_PROBLEM STATEMENT_:
Rewrite the stretch of the data from the line containing "Note: mark the truck" through the end of the data, including the lines with the requests. Shift each point coordinate in the answers by -82.

── PROVIDED ENTRIES ──

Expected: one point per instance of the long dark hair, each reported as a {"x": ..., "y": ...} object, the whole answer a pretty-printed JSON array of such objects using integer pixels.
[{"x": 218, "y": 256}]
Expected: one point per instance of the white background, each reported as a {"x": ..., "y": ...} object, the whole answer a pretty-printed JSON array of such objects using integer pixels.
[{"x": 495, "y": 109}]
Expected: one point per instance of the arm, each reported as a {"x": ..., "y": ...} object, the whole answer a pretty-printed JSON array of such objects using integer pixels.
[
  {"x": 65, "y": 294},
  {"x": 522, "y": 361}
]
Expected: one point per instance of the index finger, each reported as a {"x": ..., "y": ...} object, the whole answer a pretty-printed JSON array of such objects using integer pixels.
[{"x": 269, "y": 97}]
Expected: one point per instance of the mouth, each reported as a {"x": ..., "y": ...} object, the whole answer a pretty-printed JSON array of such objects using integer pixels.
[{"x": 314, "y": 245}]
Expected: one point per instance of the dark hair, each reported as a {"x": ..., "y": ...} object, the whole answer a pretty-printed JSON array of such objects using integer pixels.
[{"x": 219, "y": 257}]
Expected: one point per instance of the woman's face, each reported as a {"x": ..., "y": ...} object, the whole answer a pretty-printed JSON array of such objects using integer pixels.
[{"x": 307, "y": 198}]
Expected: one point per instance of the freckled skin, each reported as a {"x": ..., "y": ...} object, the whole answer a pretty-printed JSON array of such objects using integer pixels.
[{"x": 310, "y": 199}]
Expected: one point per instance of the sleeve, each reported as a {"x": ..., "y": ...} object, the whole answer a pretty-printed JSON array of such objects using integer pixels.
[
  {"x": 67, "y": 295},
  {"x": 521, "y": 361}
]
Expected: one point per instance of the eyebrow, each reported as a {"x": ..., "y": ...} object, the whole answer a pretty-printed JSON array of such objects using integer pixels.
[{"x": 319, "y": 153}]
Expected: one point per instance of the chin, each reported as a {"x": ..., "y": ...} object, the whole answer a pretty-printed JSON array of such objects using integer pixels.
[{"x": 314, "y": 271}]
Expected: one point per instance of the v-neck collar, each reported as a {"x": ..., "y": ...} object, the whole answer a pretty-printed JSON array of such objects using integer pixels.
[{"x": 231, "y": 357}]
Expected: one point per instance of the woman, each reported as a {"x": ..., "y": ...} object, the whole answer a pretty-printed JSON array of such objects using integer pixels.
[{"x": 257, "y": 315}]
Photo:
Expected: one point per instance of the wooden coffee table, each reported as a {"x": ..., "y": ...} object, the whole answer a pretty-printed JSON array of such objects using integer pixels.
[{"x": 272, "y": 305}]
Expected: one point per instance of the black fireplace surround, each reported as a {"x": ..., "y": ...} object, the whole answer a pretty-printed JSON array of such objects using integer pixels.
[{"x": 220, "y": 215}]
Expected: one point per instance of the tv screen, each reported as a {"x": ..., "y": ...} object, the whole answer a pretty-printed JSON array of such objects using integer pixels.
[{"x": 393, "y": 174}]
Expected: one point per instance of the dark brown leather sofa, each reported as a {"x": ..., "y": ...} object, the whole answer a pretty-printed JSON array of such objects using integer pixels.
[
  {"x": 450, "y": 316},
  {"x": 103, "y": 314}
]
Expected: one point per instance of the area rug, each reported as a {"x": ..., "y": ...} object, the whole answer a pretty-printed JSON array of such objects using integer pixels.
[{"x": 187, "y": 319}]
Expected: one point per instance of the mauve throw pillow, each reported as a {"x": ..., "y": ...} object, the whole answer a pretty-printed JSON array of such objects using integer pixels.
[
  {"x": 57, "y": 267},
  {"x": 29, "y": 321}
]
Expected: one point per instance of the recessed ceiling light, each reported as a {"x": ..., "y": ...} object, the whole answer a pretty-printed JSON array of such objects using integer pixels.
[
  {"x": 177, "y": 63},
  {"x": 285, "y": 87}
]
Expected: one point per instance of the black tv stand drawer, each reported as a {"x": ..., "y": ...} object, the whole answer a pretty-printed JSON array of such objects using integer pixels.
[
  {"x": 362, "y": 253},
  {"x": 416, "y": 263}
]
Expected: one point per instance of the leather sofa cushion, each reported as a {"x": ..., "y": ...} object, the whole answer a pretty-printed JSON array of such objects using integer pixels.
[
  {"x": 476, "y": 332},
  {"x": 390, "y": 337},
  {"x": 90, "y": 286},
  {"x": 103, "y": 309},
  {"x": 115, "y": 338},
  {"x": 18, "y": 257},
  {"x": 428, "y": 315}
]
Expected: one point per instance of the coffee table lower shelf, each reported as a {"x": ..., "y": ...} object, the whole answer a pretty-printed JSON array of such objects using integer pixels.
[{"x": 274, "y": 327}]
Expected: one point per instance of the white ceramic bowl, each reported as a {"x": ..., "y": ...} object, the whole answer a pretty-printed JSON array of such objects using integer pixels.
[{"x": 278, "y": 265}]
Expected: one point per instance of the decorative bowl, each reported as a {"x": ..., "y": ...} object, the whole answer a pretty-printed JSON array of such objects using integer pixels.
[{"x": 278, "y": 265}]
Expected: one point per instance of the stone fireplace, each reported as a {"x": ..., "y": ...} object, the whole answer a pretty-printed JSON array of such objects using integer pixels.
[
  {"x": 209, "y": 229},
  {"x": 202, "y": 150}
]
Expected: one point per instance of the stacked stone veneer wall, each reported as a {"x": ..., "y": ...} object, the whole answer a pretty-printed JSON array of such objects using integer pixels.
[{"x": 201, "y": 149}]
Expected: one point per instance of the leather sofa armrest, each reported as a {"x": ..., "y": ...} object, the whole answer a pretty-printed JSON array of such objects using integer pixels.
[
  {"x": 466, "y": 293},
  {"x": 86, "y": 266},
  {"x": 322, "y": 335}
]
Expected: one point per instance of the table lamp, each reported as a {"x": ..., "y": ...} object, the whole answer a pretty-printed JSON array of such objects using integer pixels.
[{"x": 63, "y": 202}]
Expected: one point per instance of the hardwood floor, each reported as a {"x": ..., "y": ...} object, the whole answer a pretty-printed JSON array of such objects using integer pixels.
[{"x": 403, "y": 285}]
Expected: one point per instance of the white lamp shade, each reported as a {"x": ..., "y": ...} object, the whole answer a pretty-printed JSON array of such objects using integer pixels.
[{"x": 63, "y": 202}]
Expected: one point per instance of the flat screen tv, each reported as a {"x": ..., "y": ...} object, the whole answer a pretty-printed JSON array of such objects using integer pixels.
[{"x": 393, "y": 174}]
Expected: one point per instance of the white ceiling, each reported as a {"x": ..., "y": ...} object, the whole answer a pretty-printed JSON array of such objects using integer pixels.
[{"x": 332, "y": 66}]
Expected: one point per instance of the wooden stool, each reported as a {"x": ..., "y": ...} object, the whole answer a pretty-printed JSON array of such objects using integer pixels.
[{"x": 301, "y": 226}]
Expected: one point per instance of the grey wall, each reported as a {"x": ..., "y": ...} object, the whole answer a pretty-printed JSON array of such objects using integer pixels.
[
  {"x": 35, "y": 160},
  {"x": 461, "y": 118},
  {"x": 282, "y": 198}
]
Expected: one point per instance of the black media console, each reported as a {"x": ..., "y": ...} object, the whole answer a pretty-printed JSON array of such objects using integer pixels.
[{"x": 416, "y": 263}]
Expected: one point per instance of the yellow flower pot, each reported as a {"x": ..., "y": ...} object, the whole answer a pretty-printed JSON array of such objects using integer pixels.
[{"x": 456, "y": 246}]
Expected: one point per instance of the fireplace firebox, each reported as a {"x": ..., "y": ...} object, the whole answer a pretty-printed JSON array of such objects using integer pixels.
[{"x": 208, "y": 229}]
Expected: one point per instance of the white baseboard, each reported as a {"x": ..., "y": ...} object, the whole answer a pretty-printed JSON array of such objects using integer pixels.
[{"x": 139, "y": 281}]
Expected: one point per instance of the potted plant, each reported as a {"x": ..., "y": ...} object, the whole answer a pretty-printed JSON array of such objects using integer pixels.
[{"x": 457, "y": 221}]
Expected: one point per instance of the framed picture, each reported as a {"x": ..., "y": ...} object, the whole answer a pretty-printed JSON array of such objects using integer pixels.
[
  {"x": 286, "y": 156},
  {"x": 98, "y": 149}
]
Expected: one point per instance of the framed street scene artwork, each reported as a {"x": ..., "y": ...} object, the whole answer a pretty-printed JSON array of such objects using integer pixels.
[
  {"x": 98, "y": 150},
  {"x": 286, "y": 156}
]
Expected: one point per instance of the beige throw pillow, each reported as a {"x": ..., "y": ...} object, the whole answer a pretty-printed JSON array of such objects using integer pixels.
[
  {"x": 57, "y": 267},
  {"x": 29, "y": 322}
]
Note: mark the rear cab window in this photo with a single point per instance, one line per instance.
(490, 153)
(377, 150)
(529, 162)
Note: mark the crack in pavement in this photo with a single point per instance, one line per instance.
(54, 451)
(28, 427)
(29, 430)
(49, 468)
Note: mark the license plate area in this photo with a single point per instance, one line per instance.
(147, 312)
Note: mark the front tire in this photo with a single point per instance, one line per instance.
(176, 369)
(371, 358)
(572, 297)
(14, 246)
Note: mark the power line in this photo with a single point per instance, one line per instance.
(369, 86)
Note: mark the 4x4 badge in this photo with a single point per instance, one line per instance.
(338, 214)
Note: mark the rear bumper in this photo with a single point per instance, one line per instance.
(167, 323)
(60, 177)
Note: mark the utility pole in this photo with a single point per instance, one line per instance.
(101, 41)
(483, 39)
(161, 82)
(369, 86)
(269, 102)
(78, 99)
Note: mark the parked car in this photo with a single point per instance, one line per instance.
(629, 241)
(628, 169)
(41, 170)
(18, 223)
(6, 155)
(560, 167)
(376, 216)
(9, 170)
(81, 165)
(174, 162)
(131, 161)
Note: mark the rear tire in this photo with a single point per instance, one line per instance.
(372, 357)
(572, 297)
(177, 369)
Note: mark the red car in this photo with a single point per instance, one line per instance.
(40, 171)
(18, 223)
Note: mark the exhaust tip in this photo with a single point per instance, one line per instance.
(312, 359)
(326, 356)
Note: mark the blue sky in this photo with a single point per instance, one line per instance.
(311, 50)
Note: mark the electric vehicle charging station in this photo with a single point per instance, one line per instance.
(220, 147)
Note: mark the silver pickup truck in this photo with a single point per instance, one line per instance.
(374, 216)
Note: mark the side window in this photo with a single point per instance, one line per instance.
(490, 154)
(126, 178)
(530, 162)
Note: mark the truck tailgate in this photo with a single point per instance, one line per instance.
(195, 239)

───

_EXERCISE ANSWER_:
Note: mark the truck tailgate in this photo with a single point per instance, one line per instance.
(113, 157)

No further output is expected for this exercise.